## Activity
This exercise calls for copying every line below that holds the word "point".

## Record set

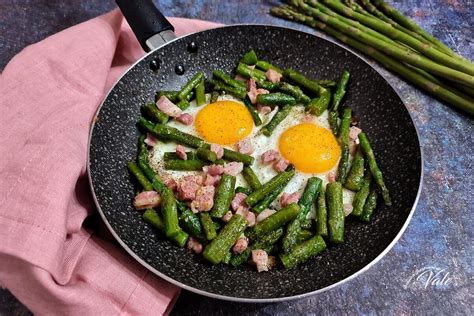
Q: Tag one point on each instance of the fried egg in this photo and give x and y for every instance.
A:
(305, 141)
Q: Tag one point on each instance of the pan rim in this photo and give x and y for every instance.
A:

## Your response
Q: Tag one point on each instance of the fried egg in this photo and give x and y for every instance.
Q: Tag one point on each instance of the pan rim in this photo and give x and y for every instance.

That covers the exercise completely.